Task directions: Shift every point coordinate in the listing below by adding 62 to each number. Rewrite each line in full, from the line with "of the bowl" up to and including the line with "<point>776,717</point>".

Material:
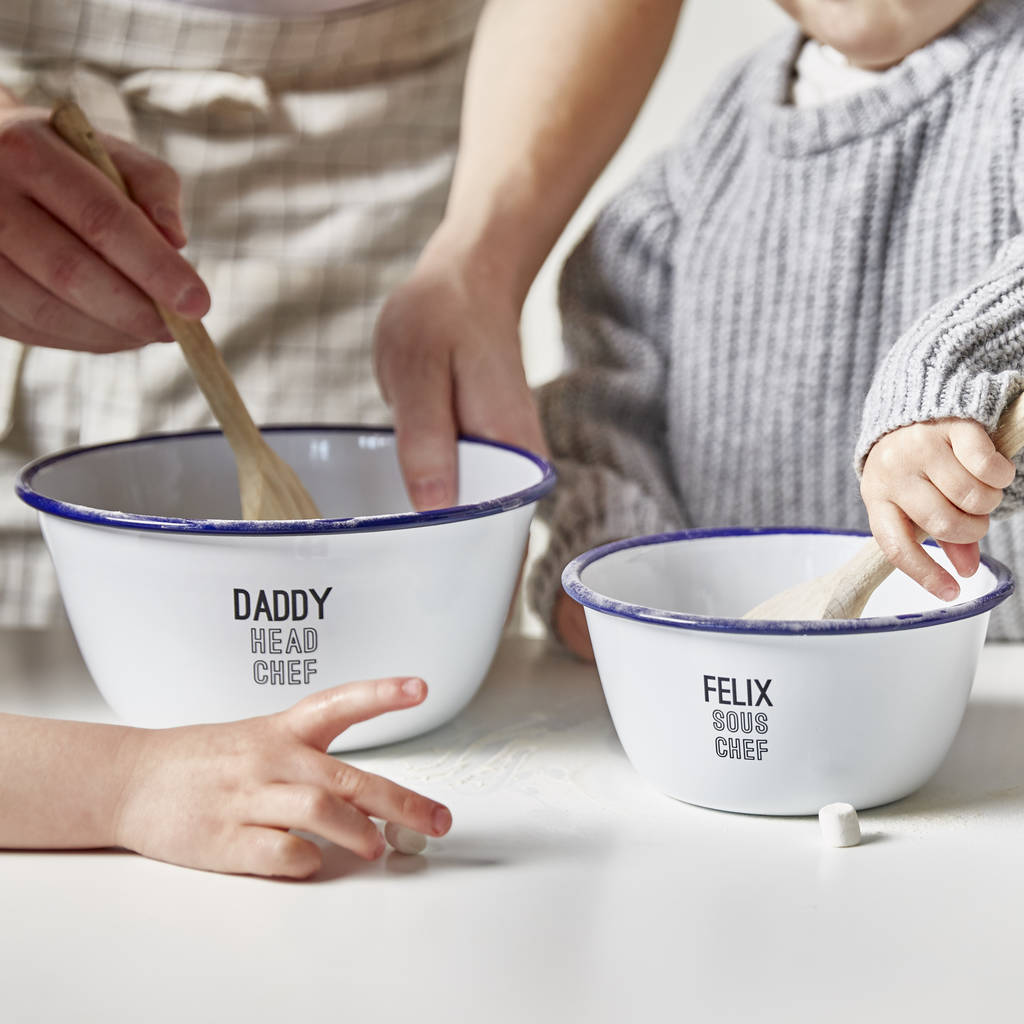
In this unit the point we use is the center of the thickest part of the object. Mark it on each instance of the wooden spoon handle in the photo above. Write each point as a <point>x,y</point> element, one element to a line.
<point>203,356</point>
<point>1009,432</point>
<point>868,568</point>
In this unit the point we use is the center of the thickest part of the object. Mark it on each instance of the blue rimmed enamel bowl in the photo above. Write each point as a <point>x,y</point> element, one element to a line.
<point>776,718</point>
<point>185,613</point>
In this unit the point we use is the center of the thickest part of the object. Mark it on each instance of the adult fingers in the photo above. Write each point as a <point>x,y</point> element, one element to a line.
<point>975,450</point>
<point>570,625</point>
<point>492,396</point>
<point>897,538</point>
<point>374,795</point>
<point>60,262</point>
<point>154,185</point>
<point>313,809</point>
<point>17,331</point>
<point>316,720</point>
<point>416,381</point>
<point>107,220</point>
<point>45,320</point>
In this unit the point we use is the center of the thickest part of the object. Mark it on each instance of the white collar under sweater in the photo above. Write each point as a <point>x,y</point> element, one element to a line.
<point>822,74</point>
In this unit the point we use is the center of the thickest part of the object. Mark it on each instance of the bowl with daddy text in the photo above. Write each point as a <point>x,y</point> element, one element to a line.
<point>186,613</point>
<point>776,717</point>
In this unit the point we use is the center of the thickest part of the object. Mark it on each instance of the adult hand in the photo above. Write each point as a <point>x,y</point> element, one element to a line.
<point>80,263</point>
<point>944,477</point>
<point>570,627</point>
<point>223,797</point>
<point>448,360</point>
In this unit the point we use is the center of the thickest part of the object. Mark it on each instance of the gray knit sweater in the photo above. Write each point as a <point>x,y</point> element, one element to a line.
<point>783,287</point>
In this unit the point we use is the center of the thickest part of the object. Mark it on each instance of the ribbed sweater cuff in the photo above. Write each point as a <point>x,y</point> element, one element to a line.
<point>963,359</point>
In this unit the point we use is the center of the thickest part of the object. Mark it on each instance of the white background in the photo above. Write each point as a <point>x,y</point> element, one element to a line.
<point>711,35</point>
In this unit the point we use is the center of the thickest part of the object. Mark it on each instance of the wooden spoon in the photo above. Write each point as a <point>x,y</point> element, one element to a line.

Answer to the exercise:
In this unit the point we use is the center of the thickest part of the object. Mark it on each instance of the bowl with daddy text in the photo above. Write each point as a <point>x,y</point> element, one element to a line.
<point>248,675</point>
<point>838,779</point>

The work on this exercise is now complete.